• **GOALS**
A: Repeat the part of the Howard Engel biography from "Howard Engel, novelist, cartoonist" up to and including "in detective fiction.", word for word.
B: According to the Howard Engel biography, in which town was Engel raised?
C: Go on with the Howard Engel biography from the point where it stops.

• **SOURCE TEXT**

Howard Engel, novelist, cartoonist (under the pen name “Foo”), story writer, poet (born 2 April 1931 in Toronto, ON; died 16 July 2019 in Toronto). Howard Engel was raised in St. Catharines, Ontario, and educated at McMaster University and the Ontario College of Education. During his career as a producer of literary and cultural programs at the CBC, Engel published a few stories and poems, but he did not begin to write seriously until he became interested in detective fiction.

(Stored items from a collection)

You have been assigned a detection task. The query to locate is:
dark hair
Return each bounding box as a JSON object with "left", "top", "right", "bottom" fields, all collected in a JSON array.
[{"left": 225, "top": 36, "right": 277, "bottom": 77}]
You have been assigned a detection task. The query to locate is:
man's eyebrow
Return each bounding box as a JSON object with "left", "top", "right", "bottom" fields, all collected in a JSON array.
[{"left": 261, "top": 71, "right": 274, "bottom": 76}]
---
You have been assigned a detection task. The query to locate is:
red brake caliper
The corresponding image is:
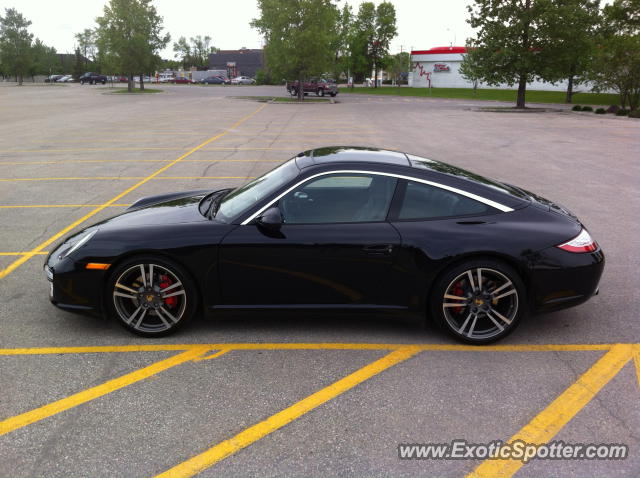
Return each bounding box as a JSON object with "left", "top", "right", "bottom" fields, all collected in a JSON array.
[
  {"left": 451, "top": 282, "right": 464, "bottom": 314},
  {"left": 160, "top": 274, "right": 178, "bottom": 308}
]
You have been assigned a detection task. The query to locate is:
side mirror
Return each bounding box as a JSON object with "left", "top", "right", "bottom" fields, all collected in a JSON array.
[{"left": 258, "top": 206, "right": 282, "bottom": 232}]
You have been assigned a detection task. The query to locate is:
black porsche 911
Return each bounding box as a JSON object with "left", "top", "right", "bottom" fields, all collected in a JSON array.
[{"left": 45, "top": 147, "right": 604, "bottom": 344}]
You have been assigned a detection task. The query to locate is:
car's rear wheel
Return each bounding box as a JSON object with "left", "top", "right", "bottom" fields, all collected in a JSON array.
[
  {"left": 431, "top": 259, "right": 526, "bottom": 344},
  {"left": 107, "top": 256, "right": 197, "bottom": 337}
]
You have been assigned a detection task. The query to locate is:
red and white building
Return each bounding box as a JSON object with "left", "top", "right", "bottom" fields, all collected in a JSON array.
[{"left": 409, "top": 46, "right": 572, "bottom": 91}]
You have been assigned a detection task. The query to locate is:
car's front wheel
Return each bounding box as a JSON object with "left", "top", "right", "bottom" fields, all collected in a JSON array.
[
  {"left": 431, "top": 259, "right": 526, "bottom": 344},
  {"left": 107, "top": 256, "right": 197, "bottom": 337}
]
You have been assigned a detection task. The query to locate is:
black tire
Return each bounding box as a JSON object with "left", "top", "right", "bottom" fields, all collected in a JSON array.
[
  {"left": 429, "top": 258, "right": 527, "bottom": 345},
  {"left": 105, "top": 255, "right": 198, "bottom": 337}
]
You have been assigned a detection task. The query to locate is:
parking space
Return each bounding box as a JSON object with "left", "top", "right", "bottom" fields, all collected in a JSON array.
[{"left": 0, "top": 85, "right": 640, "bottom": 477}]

• **EXPECTED ANSWERS**
A:
Howard Engel, novelist, cartoonist (under the pen name “Foo”), story writer, poet (born 2 April 1931 in Toronto, ON; died 16 July 2019 in Toronto). Howard Engel was raised in St. Catharines, Ontario, and educated at McMaster University and the Ontario College of Education. During his career as a producer of literary and cultural programs at the CBC, Engel published a few stories and poems, but he did not begin to write seriously until he became interested in detective fiction.

B: St. Catharines, Ontario.

C:
A founding member of Crime Writers of Canada, Engel recognized that while Canada has produced some detective writers, ordinary Canadian locales have never achieved literary prominence. Determined to rectify this oversight, Engel vividly brought to life southern Ontario, setting his work — including The Suicide Murders (1980), The Ransom Game (1981), Murder on Location (1982), Murder Sees the Light (1984), A City Called July (1986), A Victim Must Be Found (1988), Dead and Buried (1990) and There Was an Old Woman (1993) — in fictional Grantham (based on his hometown). Engel’s gumshoe, Benny Cooperman, a Jewish bachelor, is an atypical sleuth, but his self-deprecating humour and timorous personality make him a quintessential Canadian private eye.

Awards

  • Best Novel (Murder Sees the Light), Arthur Ellis Award (1985)
  • Harbourfront Festival Prize for Canadian Literature (1990)
  • Derrick Murdoch Award, Crime Writers of Canada (1998)
  • Matt Cohen Award, Writers’ Trust of Canada (2005)
  • Member, Order of Canada (2006)
  • Lifetime Achievement Award, Jewish Book Awards (2010)
  • Grand Master Award, Crime Writers of Canada (2014)
  • Queen Elizabeth II Diamond Jubilee Medal (2012)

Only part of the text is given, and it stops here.